━━ Listing

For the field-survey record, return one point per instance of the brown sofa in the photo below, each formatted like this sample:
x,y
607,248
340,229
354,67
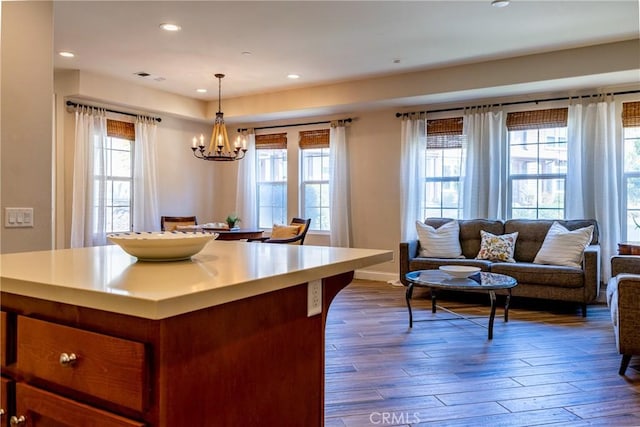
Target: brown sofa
x,y
623,297
580,285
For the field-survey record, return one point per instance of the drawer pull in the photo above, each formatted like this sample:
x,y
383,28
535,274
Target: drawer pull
x,y
16,421
68,359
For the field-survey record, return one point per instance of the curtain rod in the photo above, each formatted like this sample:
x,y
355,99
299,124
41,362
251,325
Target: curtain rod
x,y
562,98
73,104
347,120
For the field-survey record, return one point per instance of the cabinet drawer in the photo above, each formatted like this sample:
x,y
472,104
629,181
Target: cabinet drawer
x,y
41,408
106,367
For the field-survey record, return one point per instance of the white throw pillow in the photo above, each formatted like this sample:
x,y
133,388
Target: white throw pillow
x,y
564,247
443,242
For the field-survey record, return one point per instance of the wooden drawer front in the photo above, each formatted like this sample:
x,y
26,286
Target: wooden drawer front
x,y
106,367
44,409
6,397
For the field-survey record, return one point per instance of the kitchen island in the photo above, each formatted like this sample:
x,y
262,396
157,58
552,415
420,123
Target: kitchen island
x,y
92,337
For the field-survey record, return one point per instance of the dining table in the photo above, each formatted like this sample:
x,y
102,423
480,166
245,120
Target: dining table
x,y
235,233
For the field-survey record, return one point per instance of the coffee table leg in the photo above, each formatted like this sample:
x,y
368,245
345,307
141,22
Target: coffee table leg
x,y
408,295
492,298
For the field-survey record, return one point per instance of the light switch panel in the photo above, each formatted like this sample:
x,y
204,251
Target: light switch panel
x,y
18,217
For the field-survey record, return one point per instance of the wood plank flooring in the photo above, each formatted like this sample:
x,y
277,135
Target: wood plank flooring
x,y
548,366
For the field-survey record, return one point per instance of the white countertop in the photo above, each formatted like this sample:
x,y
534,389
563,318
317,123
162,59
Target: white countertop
x,y
107,278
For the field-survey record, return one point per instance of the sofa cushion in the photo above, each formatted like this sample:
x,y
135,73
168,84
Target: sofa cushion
x,y
470,232
538,274
564,247
435,263
497,248
440,242
532,232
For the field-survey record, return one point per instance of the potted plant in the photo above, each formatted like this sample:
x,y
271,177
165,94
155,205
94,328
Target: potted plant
x,y
232,220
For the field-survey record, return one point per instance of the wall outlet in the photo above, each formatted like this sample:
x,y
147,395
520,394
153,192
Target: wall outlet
x,y
314,298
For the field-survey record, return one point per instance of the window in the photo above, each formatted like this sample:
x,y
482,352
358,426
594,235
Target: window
x,y
118,161
314,172
271,178
631,171
443,165
537,163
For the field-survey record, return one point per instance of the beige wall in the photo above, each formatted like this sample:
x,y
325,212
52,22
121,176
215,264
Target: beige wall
x,y
27,121
189,186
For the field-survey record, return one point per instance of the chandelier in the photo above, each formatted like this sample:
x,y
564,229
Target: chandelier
x,y
219,148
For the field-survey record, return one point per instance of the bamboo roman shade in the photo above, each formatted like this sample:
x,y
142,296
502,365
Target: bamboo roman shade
x,y
631,114
537,119
272,141
118,129
314,139
445,133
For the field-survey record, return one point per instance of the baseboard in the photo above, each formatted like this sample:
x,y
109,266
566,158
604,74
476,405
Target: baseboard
x,y
376,275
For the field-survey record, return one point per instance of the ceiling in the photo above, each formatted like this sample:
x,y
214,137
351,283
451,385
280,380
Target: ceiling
x,y
323,41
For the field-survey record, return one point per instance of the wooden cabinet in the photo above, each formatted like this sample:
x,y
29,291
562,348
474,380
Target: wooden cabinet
x,y
39,408
106,367
253,361
87,370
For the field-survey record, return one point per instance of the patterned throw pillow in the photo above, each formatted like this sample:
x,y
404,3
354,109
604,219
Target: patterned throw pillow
x,y
497,248
284,231
443,242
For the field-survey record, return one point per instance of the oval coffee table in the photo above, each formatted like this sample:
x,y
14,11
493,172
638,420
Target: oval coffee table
x,y
436,279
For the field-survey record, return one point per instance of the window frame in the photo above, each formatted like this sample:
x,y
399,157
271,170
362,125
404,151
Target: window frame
x,y
324,155
111,180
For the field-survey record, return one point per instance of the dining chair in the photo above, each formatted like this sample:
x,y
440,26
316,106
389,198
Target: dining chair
x,y
293,234
170,223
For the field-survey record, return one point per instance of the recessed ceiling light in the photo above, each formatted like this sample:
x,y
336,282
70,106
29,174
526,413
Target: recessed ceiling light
x,y
170,27
500,3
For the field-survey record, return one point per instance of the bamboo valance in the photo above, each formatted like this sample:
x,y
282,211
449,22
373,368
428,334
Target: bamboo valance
x,y
449,126
272,141
537,119
631,114
118,129
314,139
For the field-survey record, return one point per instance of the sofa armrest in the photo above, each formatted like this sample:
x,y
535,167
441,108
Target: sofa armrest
x,y
625,264
591,268
408,251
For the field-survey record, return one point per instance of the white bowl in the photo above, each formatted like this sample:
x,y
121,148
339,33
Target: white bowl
x,y
459,271
162,246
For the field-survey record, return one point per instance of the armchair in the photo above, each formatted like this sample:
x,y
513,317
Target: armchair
x,y
289,234
623,298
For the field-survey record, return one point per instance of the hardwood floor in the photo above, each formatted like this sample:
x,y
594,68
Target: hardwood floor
x,y
547,366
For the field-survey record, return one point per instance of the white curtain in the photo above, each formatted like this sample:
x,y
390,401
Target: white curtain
x,y
413,146
146,214
483,177
89,180
592,187
246,196
339,186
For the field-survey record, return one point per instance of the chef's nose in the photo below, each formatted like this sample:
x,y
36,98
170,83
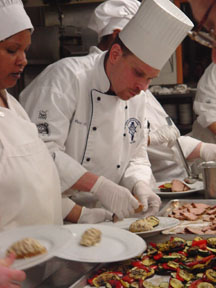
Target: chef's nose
x,y
21,59
143,85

━━━━

Task requirements
Return the listing above in full and without alteration, excluding its pictures.

Finished exercise
For the field-survey record, return one point per instance of the brown sofa in the photo below, each formatted like this sample:
x,y
607,248
340,229
354,67
Target: brown sofa
x,y
623,297
580,285
For the field-survey record, return one point per instance of the drawer pull in the photo above, each formatted like this sample:
x,y
383,28
535,274
Target: drawer pull
x,y
16,421
68,359
For the field-survey record, return one point per instance of the curtain rod in the photo above, each formatted like this sample:
x,y
355,99
299,124
41,362
251,325
Target: curtain rod
x,y
562,98
73,104
347,120
For the field-survey record, return one point per instance of the cabinet drawer in the photo above, each formatted like this sample:
x,y
472,104
629,181
Target: cabinet drawer
x,y
41,408
106,367
For the field-survey record, return one point per instance of the white throw pillow in the photo above, each formatted like this sample:
x,y
133,388
Target: white throw pillow
x,y
564,247
443,242
For the field-survey record, return one point per instance of the wooden drawer front in the photo above, each formatted like this sample:
x,y
26,286
Target: wooden drawer front
x,y
106,367
44,409
6,397
For the field-survey record, return one point per instance of the kitchen island in the photo above, each formatted like this sample:
x,y
262,396
157,58
552,415
420,123
Target: kitchen island
x,y
92,337
For the field-survey record, return one point per instance of the dining table in the photo above, each formatted like this sample:
x,y
102,423
480,166
245,120
Target: dining table
x,y
235,233
For the field-survey record, return one point per instance of the coffee table leg in the photo above, each formatted like this sample:
x,y
368,245
345,307
141,22
Target: coffee table leg
x,y
408,295
492,298
For the field-survey record, return one point per instance of the light switch panel in the photo above, each formatted like this sample:
x,y
204,251
Target: light switch panel
x,y
18,217
For the field-survey record, return one point per instance of the wood plank flooring in the photo above, each formatted like this sample:
x,y
277,135
Target: wood plank flooring
x,y
548,366
For the field-survey record, return one point per instance of the white countertop in the photo above, each formatted like this sample:
x,y
534,389
563,318
317,123
162,59
Target: white countertop
x,y
107,278
For the field-survey record, return one point per instance of the sofa cushion in the photo above, each formatted like this sample:
x,y
135,73
168,84
Target: sofa cushion
x,y
470,232
538,274
564,247
435,263
497,248
440,242
532,232
For the field-survey record, return one point per instance of the potted plant in the photo above, each formatted like this sample:
x,y
271,177
165,94
155,205
94,328
Target: potted plant
x,y
232,220
For the field-survey record, return one point per instance of the wall outlet in the photo above, each formatted like this sample:
x,y
147,395
520,394
153,192
Target: wall outlet
x,y
314,298
For the field-survey record, return one point per instance of the window in the photo above, each formatted like this sample:
x,y
482,352
358,426
594,235
Target: window
x,y
118,161
314,172
271,178
631,171
443,165
537,163
For the field-survey record, return one point per instance of the beige wall in the photo above, each formatted like this sample:
x,y
325,212
52,22
121,176
215,264
Target: beige wall
x,y
27,121
189,186
For the field-survey record, return one point per instance of the chandelier in the photo above, each formatted like this sample:
x,y
564,229
Target: chandelier
x,y
219,148
For the field-survey record, return one point per instance of the bamboo roman shade in the photo above, each formatted like this sample:
x,y
142,296
502,365
Target: bamboo roman shade
x,y
631,114
537,119
272,141
118,129
314,139
445,133
For the field-survey record, return one point per instance of the baseboard in the photo above, each formatted like this sample:
x,y
109,266
566,158
604,74
476,405
Target: baseboard
x,y
376,275
For the field-survey record, return one point per instance of the ceiling in the photo above, each formatted like this sample:
x,y
214,137
351,283
451,385
280,380
Target: ceiling
x,y
323,41
For the field-survey record, return one point per instance of the wooden cabinet in the photo above, each formatted like this sample:
x,y
29,291
562,348
474,380
Target: wooden cabinet
x,y
39,408
106,367
253,361
87,370
For the field-survey record, return one point per instance of the patterned throw pillow in the photo above, each formatted like this sample:
x,y
404,3
354,109
604,219
Target: patterned throw pillow
x,y
497,248
284,231
443,242
For the field-survey record, return one point per instance of the oval coffee table in the photo above, each formatted like this sample:
x,y
14,11
493,172
638,420
Target: oval coffee table
x,y
436,279
For the field-survey record, return one point per instance of the window frame in the photo above, each formatted like this sample:
x,y
399,157
271,170
362,125
404,151
Target: window frame
x,y
324,155
111,180
For the field-survey record, return one point per instance of the dining chair in the photo above, each formatted like this sample:
x,y
440,26
316,106
389,198
Target: dining chair
x,y
293,234
170,223
For the field-survey record, return one point per instance of the recessed ceiling light in the photo above, each formatted like this sample:
x,y
336,282
70,106
29,174
526,413
Target: recessed ceiling light
x,y
170,27
500,3
For the field-survey record, return one point per instance of the bamboo valance in the photo above, each formatted like this sample:
x,y
282,211
449,22
373,368
428,334
Target: bamboo valance
x,y
449,126
272,141
537,119
631,114
118,129
314,139
For the field-survey record, return one point per instance of the sofa armrest in the photo above, each formatted like this sample:
x,y
535,167
441,108
Target: sofa armrest
x,y
625,264
591,268
408,251
For the field-survey record, return one point per instance of the white bowl in the photo above, each formatted like this sample:
x,y
121,148
339,33
Target: white bowl
x,y
459,271
162,246
For the field-survey record, return one point per instance of the armchair in the photo above, each formatted like this sample:
x,y
513,317
Target: armchair
x,y
289,234
623,298
For the field-survey record, return one point per instance of the hardwood floor in the photo above, each formatted like this sample:
x,y
594,68
Target: hardwood floor
x,y
547,366
For the field-survey record, return one point per instance of the white curtain in the photo above, each formatted like this sample:
x,y
390,401
Target: white curtain
x,y
413,146
146,214
483,177
89,180
592,187
246,196
339,186
For the field-survey record, return one point per instance of the chef's nose in the photo below, each formatted like this sample:
x,y
36,98
170,83
Target: chef's nose
x,y
21,59
143,85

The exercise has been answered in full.